EXERCISE REQUIREMENTS: Repeat every line of the entries below word for word, keeping the same order and line breaks.

· · · · ·

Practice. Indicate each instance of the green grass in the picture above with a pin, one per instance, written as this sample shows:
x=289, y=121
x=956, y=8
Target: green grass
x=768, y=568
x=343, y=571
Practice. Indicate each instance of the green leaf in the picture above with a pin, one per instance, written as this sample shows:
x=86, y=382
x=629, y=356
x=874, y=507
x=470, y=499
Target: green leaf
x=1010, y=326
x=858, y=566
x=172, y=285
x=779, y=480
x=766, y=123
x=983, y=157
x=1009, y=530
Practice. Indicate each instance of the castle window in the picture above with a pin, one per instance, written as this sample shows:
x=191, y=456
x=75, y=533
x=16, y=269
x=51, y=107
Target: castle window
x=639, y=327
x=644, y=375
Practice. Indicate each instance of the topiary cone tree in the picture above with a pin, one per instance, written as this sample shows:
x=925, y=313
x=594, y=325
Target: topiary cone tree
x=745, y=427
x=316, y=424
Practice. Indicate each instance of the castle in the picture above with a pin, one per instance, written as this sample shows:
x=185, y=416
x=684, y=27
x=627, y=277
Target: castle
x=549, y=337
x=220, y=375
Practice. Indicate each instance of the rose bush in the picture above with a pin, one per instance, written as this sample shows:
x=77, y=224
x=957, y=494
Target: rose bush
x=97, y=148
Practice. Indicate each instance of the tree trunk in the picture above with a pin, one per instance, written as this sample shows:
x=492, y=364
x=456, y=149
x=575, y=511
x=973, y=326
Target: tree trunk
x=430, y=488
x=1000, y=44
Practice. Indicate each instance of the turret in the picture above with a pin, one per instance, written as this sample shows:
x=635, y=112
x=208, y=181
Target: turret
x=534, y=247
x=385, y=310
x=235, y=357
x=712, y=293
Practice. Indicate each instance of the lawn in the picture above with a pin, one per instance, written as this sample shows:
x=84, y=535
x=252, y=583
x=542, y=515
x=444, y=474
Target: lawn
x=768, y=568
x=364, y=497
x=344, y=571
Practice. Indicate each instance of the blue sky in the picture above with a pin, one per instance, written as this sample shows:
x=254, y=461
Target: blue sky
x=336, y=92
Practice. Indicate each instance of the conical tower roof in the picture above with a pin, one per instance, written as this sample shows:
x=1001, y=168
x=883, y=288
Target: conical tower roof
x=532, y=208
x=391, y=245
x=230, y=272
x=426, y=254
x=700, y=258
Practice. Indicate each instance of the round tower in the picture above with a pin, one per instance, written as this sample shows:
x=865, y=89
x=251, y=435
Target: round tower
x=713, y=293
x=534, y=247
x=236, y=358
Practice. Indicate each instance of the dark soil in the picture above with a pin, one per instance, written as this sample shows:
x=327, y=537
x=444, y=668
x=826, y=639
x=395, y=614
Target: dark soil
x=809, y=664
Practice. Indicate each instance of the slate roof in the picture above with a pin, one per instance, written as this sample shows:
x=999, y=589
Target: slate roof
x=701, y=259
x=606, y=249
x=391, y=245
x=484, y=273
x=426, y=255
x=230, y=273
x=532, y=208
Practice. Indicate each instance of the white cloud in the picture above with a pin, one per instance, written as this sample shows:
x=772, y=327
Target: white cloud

· · · · ·

THE ANSWER:
Practice. Indicate each instance of the green grass in the picture above with a pin, one per instance, written as this sample shows:
x=289, y=121
x=956, y=8
Target: green grass
x=768, y=568
x=343, y=571
Practice. Indicate each instance of the green leaf in the picture above with a pin, one per instance, written as this sample shows:
x=86, y=382
x=629, y=356
x=874, y=507
x=470, y=499
Target: green leaf
x=1010, y=326
x=858, y=566
x=172, y=285
x=779, y=480
x=766, y=123
x=983, y=157
x=1009, y=530
Practice. Indicate each instance of the castle window in the picture above with a pin, one per instance, written as this sample shows:
x=191, y=456
x=75, y=533
x=16, y=269
x=51, y=107
Target: castle window
x=639, y=327
x=644, y=375
Practice. Indicate each instance of the topiary cone tree in the picture above with a pin, one per instance, written as this sample shows:
x=925, y=313
x=594, y=325
Target: topiary cone tree
x=745, y=427
x=316, y=424
Practice. Indicate each instance of the castle in the picture above with a pin, one per instance, written as this sample shows:
x=185, y=416
x=684, y=27
x=627, y=277
Target: castle
x=549, y=337
x=220, y=375
Practice. Indicate each instance of the rose bush in the picture above with a pin, one per instance, written as this sample shows:
x=77, y=224
x=957, y=494
Target: rose bush
x=97, y=148
Practice. Indicate each instance of the tree trunk in the picture above with a pin, one per instance, written as this sample shows:
x=492, y=364
x=456, y=149
x=575, y=511
x=973, y=326
Target: tree trunk
x=430, y=488
x=1000, y=44
Practice. Indicate each instance of the turret in the picture above with a pin, one per instance, written as this sample shows:
x=635, y=112
x=208, y=181
Target: turret
x=534, y=247
x=385, y=310
x=235, y=357
x=712, y=293
Practice. Indicate each instance of the lawn in the picture above with a pin, one per instance, written as this sample shows:
x=84, y=535
x=252, y=583
x=542, y=515
x=444, y=474
Target: lawn
x=768, y=568
x=364, y=497
x=344, y=571
Practice. Indicate each instance of the blue sky in the picture above with a pin, one per instance, written as this sample shows:
x=254, y=461
Target: blue sky
x=336, y=92
Practice. Indicate each instance of the conical tower roof in the picture above with a pin, one per instance, written as this sample shows:
x=1001, y=168
x=883, y=288
Target: conical tower roof
x=532, y=208
x=391, y=245
x=230, y=272
x=426, y=254
x=700, y=258
Practice. Indicate each instance of the round tower in the picture above with a pin, one per instance, written as this sample shows:
x=865, y=89
x=251, y=435
Target: round tower
x=713, y=293
x=534, y=247
x=236, y=358
Practice. Indicate each instance of the dark soil in the picture above with a pin, one per instance, written as this sample shows:
x=327, y=537
x=444, y=668
x=826, y=639
x=395, y=614
Target: dark soil
x=809, y=664
Practice. Indicate each instance of the slate roof in the picture above with a pin, one per instance, written as this sample shows:
x=999, y=589
Target: slate roof
x=701, y=259
x=606, y=249
x=391, y=245
x=484, y=273
x=426, y=255
x=230, y=273
x=532, y=208
Practice. Indicate each instance of the white cloud in the picture above with a pin, one per instance, written as this sample shows:
x=772, y=327
Target: white cloud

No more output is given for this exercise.